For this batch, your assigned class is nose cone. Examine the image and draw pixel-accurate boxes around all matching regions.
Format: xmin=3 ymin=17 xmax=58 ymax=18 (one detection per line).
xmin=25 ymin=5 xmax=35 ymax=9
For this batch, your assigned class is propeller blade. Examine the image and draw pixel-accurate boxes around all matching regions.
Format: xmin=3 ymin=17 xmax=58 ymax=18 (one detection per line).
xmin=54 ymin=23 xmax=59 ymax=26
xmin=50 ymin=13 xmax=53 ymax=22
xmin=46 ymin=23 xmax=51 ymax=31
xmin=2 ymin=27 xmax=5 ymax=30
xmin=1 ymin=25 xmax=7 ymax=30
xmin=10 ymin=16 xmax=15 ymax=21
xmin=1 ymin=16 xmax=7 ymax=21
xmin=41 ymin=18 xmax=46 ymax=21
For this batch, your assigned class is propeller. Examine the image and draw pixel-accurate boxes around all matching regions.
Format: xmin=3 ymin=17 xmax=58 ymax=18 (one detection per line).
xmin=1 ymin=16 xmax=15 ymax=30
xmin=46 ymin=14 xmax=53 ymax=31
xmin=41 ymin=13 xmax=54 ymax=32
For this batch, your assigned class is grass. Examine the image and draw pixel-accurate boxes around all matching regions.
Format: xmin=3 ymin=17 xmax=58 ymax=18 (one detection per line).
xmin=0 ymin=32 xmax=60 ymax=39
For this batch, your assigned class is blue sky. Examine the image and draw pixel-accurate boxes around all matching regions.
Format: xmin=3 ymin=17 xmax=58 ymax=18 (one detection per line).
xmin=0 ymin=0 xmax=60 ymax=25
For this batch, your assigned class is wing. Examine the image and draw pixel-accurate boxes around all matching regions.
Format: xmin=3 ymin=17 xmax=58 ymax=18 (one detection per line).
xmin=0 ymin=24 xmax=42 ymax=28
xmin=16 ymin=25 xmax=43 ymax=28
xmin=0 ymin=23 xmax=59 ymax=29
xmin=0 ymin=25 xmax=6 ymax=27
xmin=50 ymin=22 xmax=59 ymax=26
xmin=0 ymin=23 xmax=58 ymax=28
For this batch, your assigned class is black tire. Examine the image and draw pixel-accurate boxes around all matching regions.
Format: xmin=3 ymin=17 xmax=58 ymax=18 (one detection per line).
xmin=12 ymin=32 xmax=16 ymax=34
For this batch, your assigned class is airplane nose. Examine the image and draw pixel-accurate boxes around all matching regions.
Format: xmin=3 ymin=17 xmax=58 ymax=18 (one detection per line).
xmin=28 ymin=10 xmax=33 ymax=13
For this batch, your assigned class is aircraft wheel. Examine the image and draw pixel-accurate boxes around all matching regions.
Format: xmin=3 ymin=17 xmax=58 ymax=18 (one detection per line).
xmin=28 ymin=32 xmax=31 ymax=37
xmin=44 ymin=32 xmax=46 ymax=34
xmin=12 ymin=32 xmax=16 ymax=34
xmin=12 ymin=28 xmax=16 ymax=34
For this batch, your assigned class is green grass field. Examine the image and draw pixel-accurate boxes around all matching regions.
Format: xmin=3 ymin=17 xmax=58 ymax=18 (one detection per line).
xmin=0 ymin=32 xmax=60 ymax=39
☆ ☆ ☆ ☆ ☆ ☆ ☆
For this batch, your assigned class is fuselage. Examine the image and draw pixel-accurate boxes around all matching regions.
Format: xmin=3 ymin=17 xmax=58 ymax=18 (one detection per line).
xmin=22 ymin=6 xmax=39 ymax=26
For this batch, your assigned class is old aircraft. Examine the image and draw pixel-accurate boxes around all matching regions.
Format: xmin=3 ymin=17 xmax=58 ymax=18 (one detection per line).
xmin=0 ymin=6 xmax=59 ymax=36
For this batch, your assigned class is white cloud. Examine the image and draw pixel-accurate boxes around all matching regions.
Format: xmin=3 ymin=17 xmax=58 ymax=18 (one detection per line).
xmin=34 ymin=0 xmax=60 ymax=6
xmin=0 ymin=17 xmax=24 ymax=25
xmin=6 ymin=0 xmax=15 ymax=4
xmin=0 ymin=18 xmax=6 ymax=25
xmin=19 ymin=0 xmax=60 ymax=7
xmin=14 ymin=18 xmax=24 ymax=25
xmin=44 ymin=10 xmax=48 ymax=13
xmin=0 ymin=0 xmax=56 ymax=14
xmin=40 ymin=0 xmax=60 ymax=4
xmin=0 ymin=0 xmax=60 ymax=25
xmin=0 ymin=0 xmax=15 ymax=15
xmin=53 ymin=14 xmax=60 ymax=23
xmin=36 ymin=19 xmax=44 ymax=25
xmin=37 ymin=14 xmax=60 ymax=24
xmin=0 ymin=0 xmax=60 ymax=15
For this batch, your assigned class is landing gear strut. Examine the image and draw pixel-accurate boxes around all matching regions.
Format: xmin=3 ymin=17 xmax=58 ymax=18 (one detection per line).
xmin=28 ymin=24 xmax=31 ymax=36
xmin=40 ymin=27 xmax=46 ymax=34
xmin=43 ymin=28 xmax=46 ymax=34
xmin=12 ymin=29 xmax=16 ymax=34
☆ ☆ ☆ ☆ ☆ ☆ ☆
▶ BRIEF: Only those lines of the entries above that run from the line containing "For this batch, your assigned class is nose" to the line containing "For this batch, your assigned class is blue", both included, should be transcribed exactly.

▶ FINISHED TASK:
For this batch, your assigned class is nose cone. Examine the image and draw pixel-accurate boxes around all matching regions.
Format: xmin=3 ymin=17 xmax=58 ymax=18 (one detection per line).
xmin=25 ymin=5 xmax=35 ymax=9
For this batch, your assigned class is propeller blade. Examine the image and draw pixel-accurate boxes around all matching regions.
Format: xmin=3 ymin=17 xmax=58 ymax=18 (one detection per line).
xmin=54 ymin=23 xmax=59 ymax=26
xmin=50 ymin=13 xmax=53 ymax=22
xmin=46 ymin=23 xmax=51 ymax=31
xmin=2 ymin=27 xmax=5 ymax=30
xmin=1 ymin=25 xmax=7 ymax=30
xmin=10 ymin=16 xmax=15 ymax=21
xmin=1 ymin=16 xmax=7 ymax=21
xmin=41 ymin=18 xmax=46 ymax=21
For this batch, your assigned class is propeller. Examine the image and draw pixel-accurate boxes around all matching regions.
Format: xmin=3 ymin=17 xmax=58 ymax=18 (one detection per line).
xmin=1 ymin=16 xmax=15 ymax=30
xmin=46 ymin=14 xmax=53 ymax=31
xmin=41 ymin=13 xmax=54 ymax=32
For this batch, your assigned class is grass. Examine the image and draw pixel-accurate boxes around all matching regions.
Format: xmin=3 ymin=17 xmax=58 ymax=18 (one detection per line).
xmin=0 ymin=32 xmax=60 ymax=39
For this batch, your assigned class is blue sky. Examine the image and draw pixel-accurate boxes around all matching regions.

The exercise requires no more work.